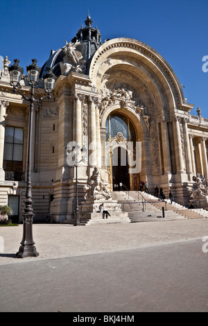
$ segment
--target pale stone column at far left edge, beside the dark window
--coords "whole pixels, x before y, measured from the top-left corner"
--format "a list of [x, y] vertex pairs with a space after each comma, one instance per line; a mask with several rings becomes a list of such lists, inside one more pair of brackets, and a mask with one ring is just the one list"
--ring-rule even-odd
[[0, 180], [5, 180], [5, 171], [3, 170], [3, 148], [4, 148], [4, 137], [5, 137], [5, 117], [6, 108], [9, 102], [0, 100]]

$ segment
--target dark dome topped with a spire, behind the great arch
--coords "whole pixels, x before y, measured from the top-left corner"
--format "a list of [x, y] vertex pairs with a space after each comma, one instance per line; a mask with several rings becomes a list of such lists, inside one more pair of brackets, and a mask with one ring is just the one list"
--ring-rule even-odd
[[[89, 16], [89, 13], [87, 15], [87, 19], [85, 20], [85, 27], [82, 25], [81, 28], [78, 29], [78, 33], [76, 33], [76, 36], [71, 40], [71, 44], [77, 44], [76, 51], [81, 53], [83, 62], [85, 62], [85, 69], [83, 69], [82, 73], [88, 75], [92, 57], [97, 49], [102, 45], [101, 33], [97, 26], [96, 28], [92, 27], [92, 19]], [[44, 63], [41, 69], [40, 78], [43, 78], [48, 68], [51, 68], [57, 77], [62, 74], [60, 64], [61, 62], [64, 62], [64, 57], [66, 55], [64, 49], [66, 46], [67, 42], [61, 49], [58, 49], [57, 51], [51, 50], [49, 59]]]

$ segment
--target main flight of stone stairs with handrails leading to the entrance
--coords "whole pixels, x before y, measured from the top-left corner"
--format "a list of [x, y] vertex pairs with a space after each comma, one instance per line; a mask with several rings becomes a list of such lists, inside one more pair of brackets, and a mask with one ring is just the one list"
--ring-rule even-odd
[[177, 203], [171, 204], [170, 200], [164, 202], [144, 191], [115, 191], [112, 198], [123, 205], [123, 212], [128, 212], [131, 222], [173, 221], [208, 216], [205, 209], [188, 209]]

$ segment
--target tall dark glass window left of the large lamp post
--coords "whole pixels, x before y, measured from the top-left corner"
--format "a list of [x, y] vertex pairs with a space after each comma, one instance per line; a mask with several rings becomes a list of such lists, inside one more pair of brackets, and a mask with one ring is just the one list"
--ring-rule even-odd
[[6, 127], [3, 151], [3, 169], [6, 180], [21, 180], [23, 168], [23, 128]]

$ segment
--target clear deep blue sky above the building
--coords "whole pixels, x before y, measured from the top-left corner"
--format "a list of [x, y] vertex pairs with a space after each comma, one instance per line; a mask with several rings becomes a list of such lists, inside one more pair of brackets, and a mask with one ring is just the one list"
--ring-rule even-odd
[[[153, 47], [185, 86], [191, 114], [208, 118], [208, 0], [0, 0], [0, 55], [26, 65], [36, 58], [42, 67], [51, 50], [60, 49], [85, 26], [87, 12], [102, 42], [130, 37]], [[208, 67], [208, 65], [207, 65]]]

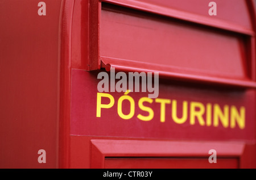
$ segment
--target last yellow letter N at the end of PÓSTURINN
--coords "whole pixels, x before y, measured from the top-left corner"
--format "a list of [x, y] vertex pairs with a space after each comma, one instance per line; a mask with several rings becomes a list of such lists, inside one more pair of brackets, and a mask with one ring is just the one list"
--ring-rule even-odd
[[235, 128], [236, 122], [240, 129], [245, 128], [245, 107], [240, 108], [240, 114], [237, 111], [235, 106], [231, 106], [230, 108], [230, 127]]

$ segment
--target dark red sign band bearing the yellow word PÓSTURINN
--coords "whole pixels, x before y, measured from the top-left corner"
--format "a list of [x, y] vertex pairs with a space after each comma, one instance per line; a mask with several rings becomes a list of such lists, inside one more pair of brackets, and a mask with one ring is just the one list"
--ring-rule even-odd
[[[72, 70], [72, 135], [201, 140], [251, 140], [254, 137], [255, 102], [251, 100], [255, 99], [254, 91], [181, 85], [160, 79], [159, 89], [154, 93], [130, 92], [132, 105], [128, 100], [120, 101], [124, 92], [103, 92], [113, 97], [112, 106], [106, 108], [102, 104], [109, 104], [110, 98], [101, 97], [98, 91], [98, 83], [102, 81], [97, 79], [98, 73]], [[113, 74], [107, 76], [114, 79]], [[141, 88], [141, 82], [139, 85]], [[154, 113], [149, 115], [149, 110], [139, 105], [139, 101], [155, 93], [158, 97], [151, 103], [143, 102]], [[166, 99], [166, 103], [161, 99]], [[128, 114], [129, 118], [124, 116]], [[181, 118], [183, 120], [179, 120]], [[110, 124], [111, 128], [106, 128]]]

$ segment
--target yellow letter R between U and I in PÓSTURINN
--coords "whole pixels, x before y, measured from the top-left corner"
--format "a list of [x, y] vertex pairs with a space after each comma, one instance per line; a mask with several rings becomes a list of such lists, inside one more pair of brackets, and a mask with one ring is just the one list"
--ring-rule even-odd
[[[196, 111], [196, 108], [199, 108], [198, 111]], [[190, 124], [194, 125], [196, 122], [196, 117], [199, 121], [200, 125], [205, 125], [203, 114], [205, 112], [204, 104], [199, 102], [191, 102], [190, 104]]]

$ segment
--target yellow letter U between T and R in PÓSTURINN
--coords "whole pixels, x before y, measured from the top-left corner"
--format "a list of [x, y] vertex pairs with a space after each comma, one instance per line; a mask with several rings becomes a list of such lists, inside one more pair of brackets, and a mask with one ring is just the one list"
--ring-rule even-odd
[[188, 119], [188, 102], [187, 101], [183, 101], [182, 110], [183, 110], [182, 118], [178, 118], [177, 117], [177, 101], [172, 100], [172, 119], [177, 124], [183, 124]]

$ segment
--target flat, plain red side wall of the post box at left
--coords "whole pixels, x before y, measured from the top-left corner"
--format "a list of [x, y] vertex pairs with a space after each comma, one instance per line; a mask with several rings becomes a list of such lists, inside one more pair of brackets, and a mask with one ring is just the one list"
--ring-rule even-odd
[[[0, 2], [0, 168], [59, 167], [61, 1]], [[46, 150], [46, 164], [38, 150]]]

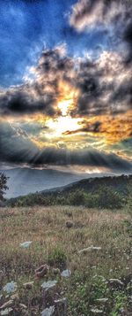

+---+

_PROMPT_
Your copy should restate every record word for word and contain no pictures.

_RESULT_
$ segment
--target pale stone column at far left edge, beside the dark window
--coords "whole pixels, x before y, measured from the top-left corner"
--format "a list of [x, y] vertex pairs with a space after each comma, one instance per line; a mask with several rings becomes a list of such lists, inside one more pair of brackets, and a mask with one ring is just the one list"
--ring-rule even-odd
[[0, 180], [5, 180], [5, 171], [3, 170], [3, 148], [4, 148], [4, 137], [5, 137], [5, 117], [6, 108], [9, 102], [0, 100]]

$ segment
--target dark dome topped with a spire, behind the great arch
--coords "whole pixels, x before y, measured from the top-left corner"
--format "a list of [x, y] vertex pairs with a space after each comma, one instance per line; a mask with several rings becomes a list of such lists, inside one more pair of brackets, and a mask with one ring is just the one list"
--ring-rule even-odd
[[[89, 16], [89, 13], [87, 15], [87, 19], [85, 20], [85, 27], [82, 25], [81, 28], [78, 29], [78, 33], [76, 33], [76, 36], [71, 40], [71, 44], [77, 44], [76, 51], [81, 53], [83, 62], [85, 62], [85, 69], [83, 69], [82, 73], [88, 75], [92, 57], [97, 49], [102, 45], [101, 33], [97, 26], [96, 28], [92, 27], [92, 19]], [[44, 63], [41, 69], [40, 78], [43, 78], [48, 68], [51, 68], [57, 77], [62, 74], [60, 64], [61, 62], [64, 62], [64, 57], [66, 55], [64, 49], [66, 46], [67, 42], [61, 49], [58, 49], [57, 51], [51, 50], [49, 59]]]

$ segment
--target main flight of stone stairs with handrails leading to the entrance
--coords "whole pixels, x before y, measured from the top-left corner"
--format "a list of [x, y] vertex pairs with a space after each comma, one instance per line; a mask with several rings becomes a list of such lists, inside one more pair of brackets, and a mask with one ring is just the one list"
--ring-rule even-odd
[[177, 203], [171, 204], [170, 200], [164, 202], [144, 191], [115, 191], [112, 198], [123, 205], [123, 212], [128, 212], [131, 222], [173, 221], [208, 216], [205, 209], [188, 209]]

$ segment
--target tall dark glass window left of the large lamp post
--coords "whole pixels, x before y, measured from the top-left corner"
--format "a list of [x, y] vertex pairs with a space after each comma, one instance per line; a mask with several rings becomes a list of such lists, inside one more pair of brackets, and a mask with one ring is just the one list"
--ring-rule even-odd
[[6, 127], [3, 151], [3, 169], [6, 180], [21, 180], [23, 168], [23, 128]]

$ segment
--target clear deep blue sky above the building
--coords "whole pixels, x before y, measured from the top-left corner"
--format "a list of [x, y] vertex pairs with a space after each comma, one instance per line; a mask with several rings becomes a list of such lists, inside one more pair of brackets, and a mask with one ring is just the one list"
--ring-rule even-odd
[[[153, 47], [185, 86], [191, 114], [208, 118], [208, 0], [0, 0], [0, 55], [26, 65], [36, 58], [42, 67], [51, 50], [60, 49], [85, 26], [87, 12], [102, 42], [130, 37]], [[208, 67], [208, 65], [207, 65]]]

$ segment
--target last yellow letter N at the end of PÓSTURINN
--coords "whole pixels, x before y, measured from the top-left corner"
--format "a list of [x, y] vertex pairs with a space after each comma, one instance per line; a mask with several rings becomes a list of such lists, inside one more pair of brackets, and a mask with one ring is just the one list"
--ring-rule even-odd
[[235, 128], [236, 122], [240, 129], [245, 128], [245, 107], [240, 108], [240, 114], [237, 111], [235, 106], [231, 106], [230, 108], [230, 127]]

$ segment
--target dark red sign band bearing the yellow word PÓSTURINN
--coords "whole pixels, x before y, measured from the top-left corner"
--format "a list of [x, y] vertex pairs with a space after each comma, one instance per line; a mask with several rings becomes a list of such lists, inside one more pair of brackets, and a mask with one ring is just the one list"
--ring-rule even-odd
[[[72, 70], [72, 135], [201, 140], [251, 140], [254, 137], [255, 102], [251, 100], [255, 99], [254, 91], [181, 85], [160, 79], [159, 89], [154, 93], [130, 92], [132, 105], [128, 100], [120, 101], [124, 92], [103, 92], [113, 97], [112, 106], [106, 108], [102, 104], [109, 104], [110, 98], [101, 97], [98, 91], [98, 83], [102, 81], [97, 79], [98, 73]], [[113, 74], [107, 76], [114, 79]], [[141, 88], [141, 82], [139, 85]], [[154, 113], [149, 115], [149, 110], [139, 105], [139, 101], [155, 93], [158, 97], [151, 103], [143, 102]], [[166, 99], [166, 103], [161, 99]], [[128, 114], [129, 118], [124, 116]], [[181, 118], [183, 120], [179, 120]], [[110, 124], [111, 128], [106, 128]]]

$ segment
--target yellow letter R between U and I in PÓSTURINN
--coords "whole pixels, x before y, measured from the top-left corner"
--format "a list of [x, y] vertex pairs with a space after each comma, one instance per line; a mask with several rings becomes a list of such lists, inside one more pair of brackets, and a mask with one ring is just the one list"
--ring-rule even-odd
[[[196, 111], [196, 108], [199, 108], [198, 111]], [[190, 124], [194, 125], [196, 122], [196, 117], [199, 121], [200, 125], [205, 125], [203, 114], [205, 112], [204, 104], [199, 102], [191, 102], [190, 104]]]

$ segment
--target yellow letter U between T and R in PÓSTURINN
--coords "whole pixels, x before y, measured from the top-left corner"
--format "a list of [x, y] vertex pairs with a space after each comma, one instance per line; a mask with several rings becomes a list of such lists, inside one more pair of brackets, and a mask with one ring is just the one list"
--ring-rule even-odd
[[188, 119], [188, 102], [187, 101], [183, 101], [182, 110], [183, 110], [182, 118], [178, 118], [177, 117], [177, 101], [172, 100], [172, 119], [177, 124], [183, 124]]

$ segment
--target flat, plain red side wall of the post box at left
--coords "whole pixels, x before y, measured from the top-left corner"
--format "a list of [x, y] vertex pairs with a space after each comma, one instance per line; a mask with several rings becomes a list of such lists, inside one more pair of brackets, and a mask with one ring is just the one list"
--ring-rule even-odd
[[[0, 2], [0, 168], [59, 167], [61, 1]], [[46, 150], [46, 164], [38, 150]]]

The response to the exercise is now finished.